### Rows:
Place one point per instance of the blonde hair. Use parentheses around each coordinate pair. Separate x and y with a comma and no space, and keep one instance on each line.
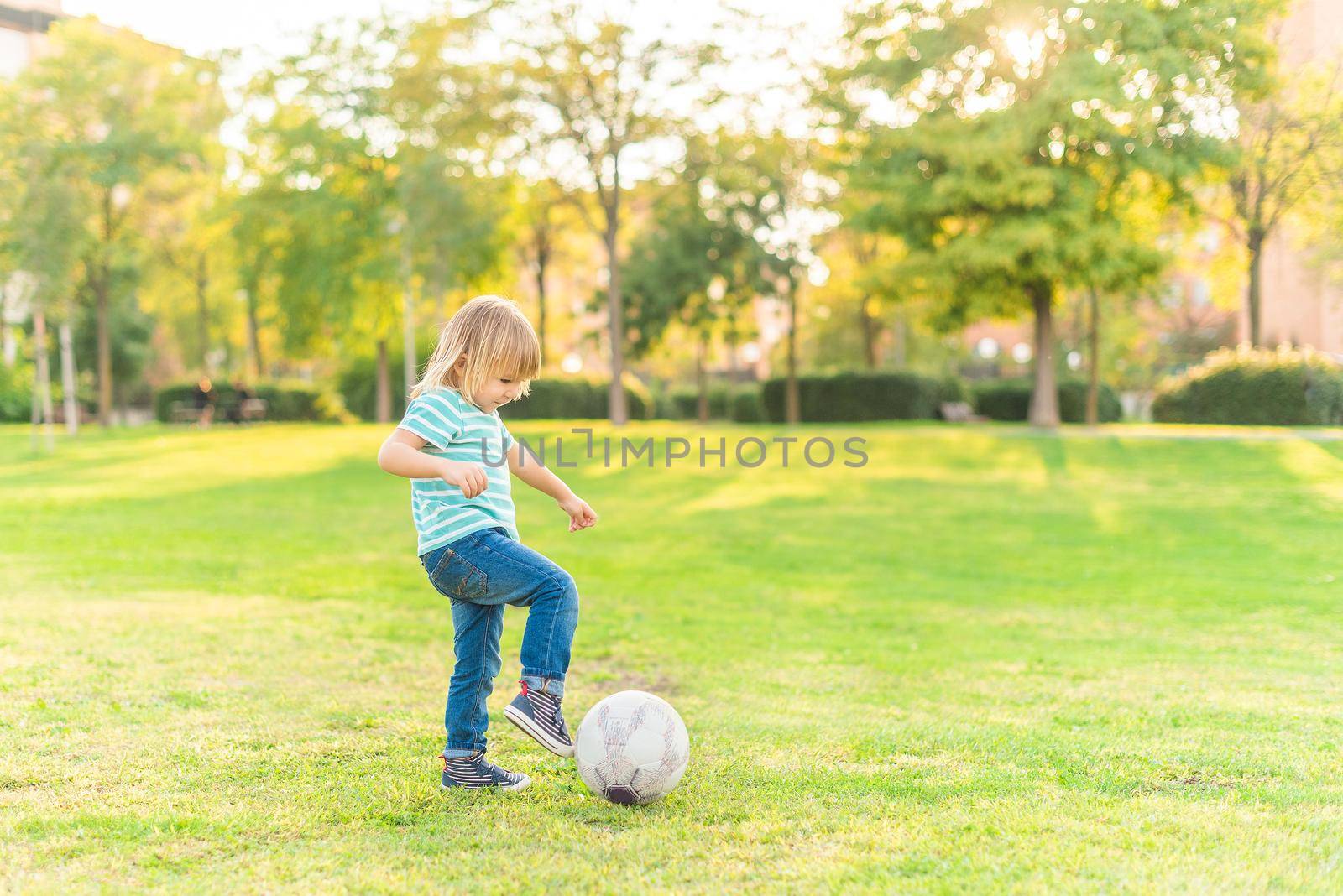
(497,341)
==
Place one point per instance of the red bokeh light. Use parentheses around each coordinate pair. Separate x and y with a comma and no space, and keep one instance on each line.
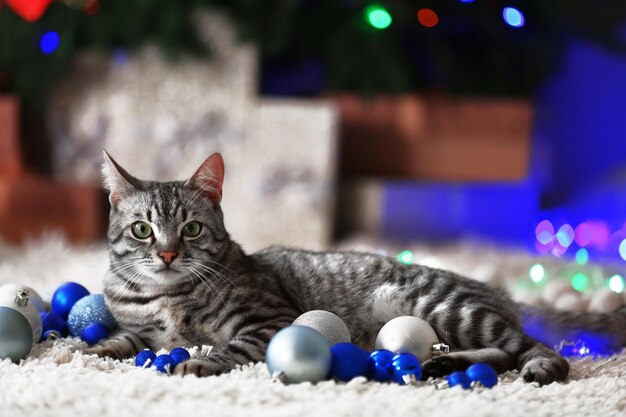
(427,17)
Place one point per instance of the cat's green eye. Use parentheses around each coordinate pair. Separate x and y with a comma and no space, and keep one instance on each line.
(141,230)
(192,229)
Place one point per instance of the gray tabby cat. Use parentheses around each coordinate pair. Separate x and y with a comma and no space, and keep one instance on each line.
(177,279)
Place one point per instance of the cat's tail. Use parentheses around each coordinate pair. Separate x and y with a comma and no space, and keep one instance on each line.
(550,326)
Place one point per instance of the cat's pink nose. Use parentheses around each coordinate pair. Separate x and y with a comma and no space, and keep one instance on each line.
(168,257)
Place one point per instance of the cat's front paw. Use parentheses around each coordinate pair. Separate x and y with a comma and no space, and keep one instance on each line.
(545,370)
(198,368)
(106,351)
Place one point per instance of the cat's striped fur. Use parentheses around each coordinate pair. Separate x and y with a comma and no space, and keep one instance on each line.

### Stated goal:
Convert the records into a JSON list of strings with one string per line and no blank lines. Begin at the line that has "Place one point per instance of the cat's pink", and stop after the line that has "Place one point per instance of the cat's striped".

### Correct answer:
[
  "Place one point per instance of the cat's pink nose. Use parentheses around each coordinate pair. Separate x and y with a comma and no space, and keep one instance on each line.",
  "(168,257)",
  "Place one point per instance of the cat's front paw. Use parentheses around each coordinate pair. Separate x and y with a comma and no space, and keep one instance on each line.",
  "(545,370)",
  "(198,368)",
  "(106,351)",
  "Place one point per instance of the cat's striped fur. Use parentheses around each coordinate pair. Separate x and y with a comma and no space, and keep one instance on each line."
]